--- Study material ---
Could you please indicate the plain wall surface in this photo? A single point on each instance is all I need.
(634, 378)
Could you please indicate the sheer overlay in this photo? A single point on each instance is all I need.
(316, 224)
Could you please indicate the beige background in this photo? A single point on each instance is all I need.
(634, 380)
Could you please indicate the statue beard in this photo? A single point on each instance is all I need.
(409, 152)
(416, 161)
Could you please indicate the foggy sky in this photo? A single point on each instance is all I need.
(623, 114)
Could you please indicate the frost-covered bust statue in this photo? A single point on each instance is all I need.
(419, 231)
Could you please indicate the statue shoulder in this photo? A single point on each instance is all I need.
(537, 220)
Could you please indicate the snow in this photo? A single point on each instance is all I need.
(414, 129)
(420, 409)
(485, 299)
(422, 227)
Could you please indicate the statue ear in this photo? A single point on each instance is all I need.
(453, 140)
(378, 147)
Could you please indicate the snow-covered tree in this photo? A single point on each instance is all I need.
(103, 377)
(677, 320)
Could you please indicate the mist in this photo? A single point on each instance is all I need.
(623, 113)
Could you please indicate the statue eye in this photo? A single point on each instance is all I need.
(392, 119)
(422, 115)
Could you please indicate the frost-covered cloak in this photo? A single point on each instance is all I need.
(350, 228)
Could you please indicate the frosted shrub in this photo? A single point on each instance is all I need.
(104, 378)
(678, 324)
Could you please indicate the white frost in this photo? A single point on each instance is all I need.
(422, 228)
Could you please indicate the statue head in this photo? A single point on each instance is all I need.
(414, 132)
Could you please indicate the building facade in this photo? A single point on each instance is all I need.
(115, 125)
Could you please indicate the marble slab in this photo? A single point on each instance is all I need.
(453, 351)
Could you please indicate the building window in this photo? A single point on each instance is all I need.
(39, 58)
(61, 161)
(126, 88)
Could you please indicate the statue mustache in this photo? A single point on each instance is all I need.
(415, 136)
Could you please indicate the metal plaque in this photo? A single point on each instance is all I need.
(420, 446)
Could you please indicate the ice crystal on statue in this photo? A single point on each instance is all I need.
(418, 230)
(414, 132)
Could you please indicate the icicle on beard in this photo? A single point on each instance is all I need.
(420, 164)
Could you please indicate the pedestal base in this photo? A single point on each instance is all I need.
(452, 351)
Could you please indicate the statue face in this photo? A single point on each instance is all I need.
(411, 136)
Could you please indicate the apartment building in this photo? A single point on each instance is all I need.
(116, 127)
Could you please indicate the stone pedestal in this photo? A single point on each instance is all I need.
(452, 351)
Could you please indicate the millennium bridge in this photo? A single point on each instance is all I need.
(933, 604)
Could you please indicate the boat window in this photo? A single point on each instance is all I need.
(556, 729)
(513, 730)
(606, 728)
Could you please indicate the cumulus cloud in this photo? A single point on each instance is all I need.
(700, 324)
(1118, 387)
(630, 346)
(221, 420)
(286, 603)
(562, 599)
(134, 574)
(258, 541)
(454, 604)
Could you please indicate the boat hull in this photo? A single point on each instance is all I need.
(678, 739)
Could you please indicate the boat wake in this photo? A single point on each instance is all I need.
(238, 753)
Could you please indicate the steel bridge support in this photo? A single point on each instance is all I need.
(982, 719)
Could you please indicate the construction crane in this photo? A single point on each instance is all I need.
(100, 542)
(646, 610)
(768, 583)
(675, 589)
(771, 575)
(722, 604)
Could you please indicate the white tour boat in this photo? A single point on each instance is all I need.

--- Problem to solve ---
Please write out each entry shown above exactly as given.

--- Exercise solution ---
Could you please indicate the plain wall surface in this photo? A single point on each instance is all I need.
(634, 378)
Could you please indicate the sheer overlay in this photo? A single point on each instance is all I need.
(316, 224)
Could you please indicate the beige background in this photo? A single point on each instance is all I need.
(634, 380)
Could you please indicate the statue beard in this photo? A single point on each instance is all I need.
(409, 152)
(416, 161)
Could you please indicate the foggy sky in this photo? A single point on each instance is all I need.
(623, 114)
Could you please indicate the frost-covered bust statue in this photo? A single point on each instance is all I need.
(419, 231)
Could you please indicate the statue shoulder in this photo? A single point on each instance is all I need.
(537, 220)
Could you please indicate the snow in this photo? A single point on each instance is all I need.
(414, 129)
(420, 409)
(485, 299)
(422, 227)
Could you please indicate the statue ear in this photo? A single point on each instance is all I need.
(453, 140)
(378, 147)
Could you please indicate the snow-covered tree in this photo? A single point on each instance is all I need.
(103, 377)
(677, 320)
Could you please indicate the mist in this photo? A single point on each instance is all I need.
(623, 113)
Could you please indicate the statue eye in this photo? A single point on each instance is all I need.
(392, 119)
(422, 115)
Could you please indicate the frost-covered cloak in this photo? A single point on each instance is all I need.
(350, 228)
Could you please indicate the frosted shrub in this photo? A single point on each instance is all I need.
(104, 378)
(678, 324)
Could you please indicate the white frost in this photo? A single point on each instance is all I need.
(422, 228)
Could you please indicate the statue head in this photo? A single point on each instance is all I need.
(414, 132)
Could you please indicate the building facade in this photo? A single point on each instance is all I need.
(115, 125)
Could you please indicate the marble slab in this photo? A single point on each instance is all I need.
(453, 351)
Could you please indicate the building window in this photo? A single point on each instance is all I need.
(39, 58)
(61, 161)
(126, 88)
Could you please indicate the statue mustache in this photo? A single point on each instance is all I need.
(415, 136)
Could you please indicate the metal plaque in this photo? A single point on each instance is all I need.
(420, 446)
Could you please indicate the ice crystal on statue in this photo? A single point on each instance is all I need.
(418, 230)
(414, 132)
Could you please indicate the icicle on beard in this photo? A single point on each instance is all I need.
(420, 164)
Could you please indicate the pedestal base in this photo? A single point on each instance is all I need.
(452, 351)
Could you please indicate the statue face in this photo? A single point on each instance is all I need.
(411, 136)
Could you please indicate the apartment building in this photo? A single point on each instance is all I need.
(116, 127)
Could you please indicate the stone pedestal in this photo? A single point on each instance is all I need.
(452, 351)
Could you please indicate the millennium bridge in this photo? A single point on each instance is all I need.
(933, 604)
Could you please indicate the boat window in this photo? A single point on each instance is all I need.
(556, 729)
(513, 730)
(606, 728)
Could you please indicate the cumulus cloud in this photo? A single point on each instance is all I need.
(700, 324)
(1118, 387)
(630, 346)
(221, 420)
(286, 603)
(562, 599)
(134, 574)
(258, 541)
(454, 604)
Could you please indicate the boat hull in this photo? A single point on each instance is all I need.
(678, 739)
Could you please indicate the boat wake in this photo? A single point on each instance is all I need.
(238, 753)
Could you please indicate the steel bridge support in this photo? A single point on each instance is all I need.
(982, 719)
Could you please indicate the construction crane in this photo? A single point on each instance is all I need.
(100, 542)
(646, 610)
(768, 583)
(675, 589)
(771, 575)
(722, 604)
Could you please indicate the white tour boat in this photo? A single point on each instance is all I need.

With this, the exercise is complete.